**TEXTE PRÉSENTÉ**.
------------------------------------------------

C’était l’harmonie du groupe. Alors bien sûr, quand on gagne, l’ambiance est toujours meilleure que quand on perd, mais dans cette équipe, l’ambiance dans le groupe était toujours très bonne. Le coach était top, il nous comprenait et savait ce qu’il fallait faire pour nous mettre dans les meilleures dispositions. Tous les joueurs étaient aussi dans leur meilleure période. Il y avait un grand gardien qui a fait des arrêts importants, une défense très solide, un excellent milieu de terrain, des attaquants efficaces et des remplaçants souvent déterminants. Et en plus de tout ça, de toute cette cohésion, on prenait beaucoup de plaisir à jouer ensemble.

Pourtant en début de saison, tu confirmes que personne dans le groupe ne pensait au titre…
Non, pas du tout. Au début de l’année, on sait très bien qui sont les deux ou trois clubs qui vont se battre pour être champions. Nous, on est programmés pour jouer l’Europe, ce qui était déjà bien pour un club comme le LOSC à l’époque. On savait qu’on avait de bons joueurs de Ligue 1, mais pas les meilleurs. Moussa (Sow) arrivait de Rennes mais n’était pas encore le meilleur attaquant. Pareil pour Gervinho. Moi j’étais jeune, Yohan (Cabaye) aussi… Il y avait également des éléments expérimentés comme Micka (Landreau), Flo (Balmont) et Rio (Mavuba). Donc non, sur le moment, on se dit que si on accroche la Champions League, ce sera déjà beau. Et puis la saison avance, des équipes perdent des points et nous, on gagne, on prend confiance, on signe quelques grands matchs donc forcément, on se met à y croire.

------------------------------------------------

**DONNÉES FOURNIES**.
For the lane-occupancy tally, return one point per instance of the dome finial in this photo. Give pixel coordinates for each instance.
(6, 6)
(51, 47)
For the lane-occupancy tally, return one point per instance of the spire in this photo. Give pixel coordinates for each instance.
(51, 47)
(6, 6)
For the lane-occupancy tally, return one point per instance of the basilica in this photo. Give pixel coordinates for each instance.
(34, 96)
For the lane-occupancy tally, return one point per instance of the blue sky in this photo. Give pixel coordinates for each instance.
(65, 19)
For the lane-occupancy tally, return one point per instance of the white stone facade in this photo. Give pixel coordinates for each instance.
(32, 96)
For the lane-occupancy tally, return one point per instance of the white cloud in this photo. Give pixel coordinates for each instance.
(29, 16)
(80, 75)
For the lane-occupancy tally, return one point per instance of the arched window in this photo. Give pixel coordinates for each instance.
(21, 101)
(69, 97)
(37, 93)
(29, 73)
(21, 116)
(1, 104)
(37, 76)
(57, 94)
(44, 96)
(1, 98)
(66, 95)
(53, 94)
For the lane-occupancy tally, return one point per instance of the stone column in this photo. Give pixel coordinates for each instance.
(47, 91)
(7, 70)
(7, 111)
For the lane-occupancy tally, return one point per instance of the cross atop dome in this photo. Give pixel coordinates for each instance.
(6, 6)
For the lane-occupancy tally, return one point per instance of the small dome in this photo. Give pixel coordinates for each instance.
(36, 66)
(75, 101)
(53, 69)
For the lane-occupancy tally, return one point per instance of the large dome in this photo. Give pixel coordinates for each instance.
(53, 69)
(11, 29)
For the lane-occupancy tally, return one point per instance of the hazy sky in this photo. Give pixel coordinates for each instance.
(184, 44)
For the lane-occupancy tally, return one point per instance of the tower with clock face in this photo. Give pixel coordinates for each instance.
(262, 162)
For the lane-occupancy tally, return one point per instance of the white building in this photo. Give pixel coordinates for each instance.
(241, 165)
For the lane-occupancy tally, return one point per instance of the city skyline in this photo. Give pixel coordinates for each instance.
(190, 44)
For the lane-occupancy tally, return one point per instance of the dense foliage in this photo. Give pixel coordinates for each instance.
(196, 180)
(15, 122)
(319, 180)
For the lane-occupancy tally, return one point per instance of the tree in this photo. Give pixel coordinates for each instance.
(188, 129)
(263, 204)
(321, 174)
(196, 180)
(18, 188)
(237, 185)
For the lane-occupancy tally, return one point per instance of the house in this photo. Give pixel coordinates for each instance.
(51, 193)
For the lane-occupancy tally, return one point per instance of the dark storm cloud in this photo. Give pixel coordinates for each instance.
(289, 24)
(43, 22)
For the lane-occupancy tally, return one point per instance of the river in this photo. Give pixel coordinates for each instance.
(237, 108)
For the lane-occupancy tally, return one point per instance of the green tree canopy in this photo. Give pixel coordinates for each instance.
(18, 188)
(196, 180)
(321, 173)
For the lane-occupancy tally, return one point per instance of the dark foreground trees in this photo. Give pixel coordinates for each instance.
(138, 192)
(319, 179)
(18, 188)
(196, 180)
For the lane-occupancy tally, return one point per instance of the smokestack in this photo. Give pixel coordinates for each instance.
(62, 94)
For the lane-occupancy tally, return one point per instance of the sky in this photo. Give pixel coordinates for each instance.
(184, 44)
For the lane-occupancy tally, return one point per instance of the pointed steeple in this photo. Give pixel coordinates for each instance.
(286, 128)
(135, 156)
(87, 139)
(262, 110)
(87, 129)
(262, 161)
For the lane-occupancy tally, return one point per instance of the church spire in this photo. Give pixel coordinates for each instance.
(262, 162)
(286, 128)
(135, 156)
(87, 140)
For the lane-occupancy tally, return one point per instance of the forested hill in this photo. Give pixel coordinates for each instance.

------------------------------------------------

**À FAIRE**.
(a) Quels joueurs l'entretien cite-t-il par leur nom ? Donnez-les tous.
(b) Recopiez dans l'entretien tout le passage allant de « C’était l’harmonie du » jusqu'à « à jouer ensemble. ».
Les items ne jouent aucun rôle dans ce travail.

**RÉSULTATS ATTENDUS**.
(a) Moussa (Sow), Gervinho, Yohan (Cabaye), Micka (Landreau), Flo (Balmont), Rio (Mavuba)

(b)
C’était l’harmonie du groupe. Alors bien sûr, quand on gagne, l’ambiance est toujours meilleure que quand on perd, mais dans cette équipe, l’ambiance dans le groupe était toujours très bonne. Le coach était top, il nous comprenait et savait ce qu’il fallait faire pour nous mettre dans les meilleures dispositions. Tous les joueurs étaient aussi dans leur meilleure période. Il y avait un grand gardien qui a fait des arrêts importants, une défense très solide, un excellent milieu de terrain, des attaquants efficaces et des remplaçants souvent déterminants. Et en plus de tout ça, de toute cette cohésion, on prenait beaucoup de plaisir à jouer ensemble.